3.             La sécurité dans les aérodromes (les aéroports) est régie par les règlements et les lignes directrices pris en vertu de la Loi sur l’aéronautique.

 

4.             La partie 3 du Règlement canadien sur la sûreté aérienne (Règlement sur la sûreté) pris en vertu du paragraphe 4.7(2) de la Loi sur l’aéronautique prévoit, notamment, que seules les personnes qui sont détentrices d’un laissez‑passer de zone réglementée valide et qui l’ont en leur possession peuvent avoir accès à ces zones.

 

 

5.             La partie 4 du Règlement sur la sûreté exige également que les exploitants d’aérodromes désignés établissent, appliquent et exécutent les mesures de sécurité énoncées dans le document intitulé Mesures de sûreté relatives à l’autorisation d’accès aux zones réglementées d’aéroport  (les Mesures) publié par le ministère des Transports. Ce document prévoit notamment que les exploitants des aérodromes désignés ne sont pas autorisés à accorder de laissez-passer de zones désignées à une personne à moins que cette dernière n’ait obtenu une habilitation de sécurité en matière de transport (une habilitation) approuvée par le ministre. Une copie des Mesures est jointe au présent affidavit sous la cote A.

 

 

6.             Le Programme d’autorisation d’accès aux zones réglementées d’aéroports (le Programme) a été mis en place par le ministre, conformément au paragraphe 4.7(4) de la Loi sur l’aéronautique. Ce programme contient des lignes directrices en matière d’octroi des habilitations par le ministre aux personnes qui souhaitent avoir accès aux zones désignées des aéroports. Une copie du Programme est jointe au présent affidavit sous la cote B.

__Extrait de données__
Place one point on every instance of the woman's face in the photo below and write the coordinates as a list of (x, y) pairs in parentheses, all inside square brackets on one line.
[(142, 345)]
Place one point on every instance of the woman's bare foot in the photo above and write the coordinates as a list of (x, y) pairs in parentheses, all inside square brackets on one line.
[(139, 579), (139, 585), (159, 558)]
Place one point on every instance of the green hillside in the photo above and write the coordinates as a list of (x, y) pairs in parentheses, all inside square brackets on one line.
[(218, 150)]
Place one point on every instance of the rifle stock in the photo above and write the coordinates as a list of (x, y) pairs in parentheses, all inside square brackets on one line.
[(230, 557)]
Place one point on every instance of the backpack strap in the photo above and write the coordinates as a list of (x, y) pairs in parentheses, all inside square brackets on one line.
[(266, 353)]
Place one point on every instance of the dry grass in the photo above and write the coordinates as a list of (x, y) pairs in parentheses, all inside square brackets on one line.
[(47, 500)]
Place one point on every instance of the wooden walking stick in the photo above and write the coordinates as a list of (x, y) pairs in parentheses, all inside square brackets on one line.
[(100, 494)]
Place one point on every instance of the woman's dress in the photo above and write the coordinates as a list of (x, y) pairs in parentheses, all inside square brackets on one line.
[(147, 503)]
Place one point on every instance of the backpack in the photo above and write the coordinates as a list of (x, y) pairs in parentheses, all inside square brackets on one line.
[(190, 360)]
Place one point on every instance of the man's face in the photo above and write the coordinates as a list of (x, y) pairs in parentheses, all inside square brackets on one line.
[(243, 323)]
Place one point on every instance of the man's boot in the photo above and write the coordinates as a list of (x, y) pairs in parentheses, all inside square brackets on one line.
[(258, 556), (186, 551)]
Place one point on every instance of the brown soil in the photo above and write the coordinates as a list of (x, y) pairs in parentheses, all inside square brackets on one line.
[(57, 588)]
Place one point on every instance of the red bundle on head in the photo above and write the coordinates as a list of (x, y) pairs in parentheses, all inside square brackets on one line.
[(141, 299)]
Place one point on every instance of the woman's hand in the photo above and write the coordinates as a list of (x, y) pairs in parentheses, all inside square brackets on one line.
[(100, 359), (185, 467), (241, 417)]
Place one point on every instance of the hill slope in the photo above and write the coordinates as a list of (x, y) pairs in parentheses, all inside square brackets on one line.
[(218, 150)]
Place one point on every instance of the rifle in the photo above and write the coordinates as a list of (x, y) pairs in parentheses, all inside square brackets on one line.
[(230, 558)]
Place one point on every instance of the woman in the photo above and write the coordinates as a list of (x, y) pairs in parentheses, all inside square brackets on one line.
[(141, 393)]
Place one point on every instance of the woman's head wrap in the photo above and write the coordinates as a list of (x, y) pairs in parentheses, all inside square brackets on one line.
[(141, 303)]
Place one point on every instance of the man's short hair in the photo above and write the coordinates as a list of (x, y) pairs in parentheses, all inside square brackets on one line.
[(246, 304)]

__Travail demandé__
1 – Énumérez tous les textes officiels que le texte sur la sûreté des aéroports désigne par leur titre.
2 – Extrayez du texte sur la sûreté des aéroports le passage qui va de « 3.             La sécurité » à « vertu de la Loi sur l’aéronautique. ».
3 – Prolongez le texte sur la sûreté des aéroports après sa dernière phrase.
Les lignes n'ont pas la même source que le texte sur la sûreté des aéroports.

__Réponses aux exercices__
1 –
- Loi sur l'aéronautique
- Règlement canadien sur la sûreté aérienne
- Mesures de sûreté relatives à l'autorisation d'accès aux zones réglementées d'aéroport
- Programme d'autorisation d'accès aux zones réglementées d'aéroports

2 –
3.             La sécurité dans les aérodromes (les aéroports) est régie par les règlements et les lignes directrices pris en vertu de la Loi sur l’aéronautique.

3 –
 

 

7.             Le Programme vise à prévenir les actes d’intervention illicite dans l’aviation civile en garantissant que les habilitations ne sont accordées qu’aux personnes qui satisfont aux critères énoncés dans le Programme. Plus spécifiquement, l’objectif du Programme est énoncé à l'article I.4 :

 

 

I.4 Objectif

 

 

L’objectif de ce programme est de prévenir l’entrée non contrôlée dans les zones réglementées d’un aéroport énuméré dans le cas de toute personne :

 

 

a.             connue ou soupçonnée d’être mêlée à des activités relatives à une menace ou à des actes de violence commis contre les personnes ou les biens;

 


 

b.             connue ou soupçonnée d’être membre d’un organisme connu ou soupçonné d’être relié à des activités de menace ou à des actes de violence commis contre les personnes ou les biens;

 

 

c.             soupçonnée d’être étroitement associée à une personne connue ou soupçonnée

 

 

I.      de participer aux activités mentionnées à l’alinéa a);

 

 

II.    d’être membre d’un organisme cité à l’alinéa b);

 

 

d.             qui, selon le ministre et les probabilités, est sujette ou peut être incitée à :

 

 

a.     commettre un acte d’intervention illicite pour l’aviation civile; ou

 

 

b.     aider ou à inciter toute autre personne à commettre un acte d’intervention illicite pour l’aviation civile.

 

 

8.             En vertu de l'article II.21 du Programme, à moins qu’elle ne soit suspendue ou révoquée, une habilitation  est valable pour une période n’excédant pas cinq ans.

 

 

9.             En vertu du paragraphe II.29(2) du Programme, le Directeur général peut suspendre une habilitation lorsque certains renseignements obtenus soulèvent des doutes quant à l’à-propos du maintien de l’habilitation par son détenteur. Lorsque des renseignements défavorables sont dévoilés, la question est renvoyée à un Comité d’examen d’habilitation de sécurité en matière de transport (le Comité) pour examen. Le mandat de ce Comité, tel qu’il est énoncé à l’article I.8 du Programme, consiste à formuler des recommandations au ministre concernant l’octroi, le refus, la révocation ou la suspension d’une habilitation.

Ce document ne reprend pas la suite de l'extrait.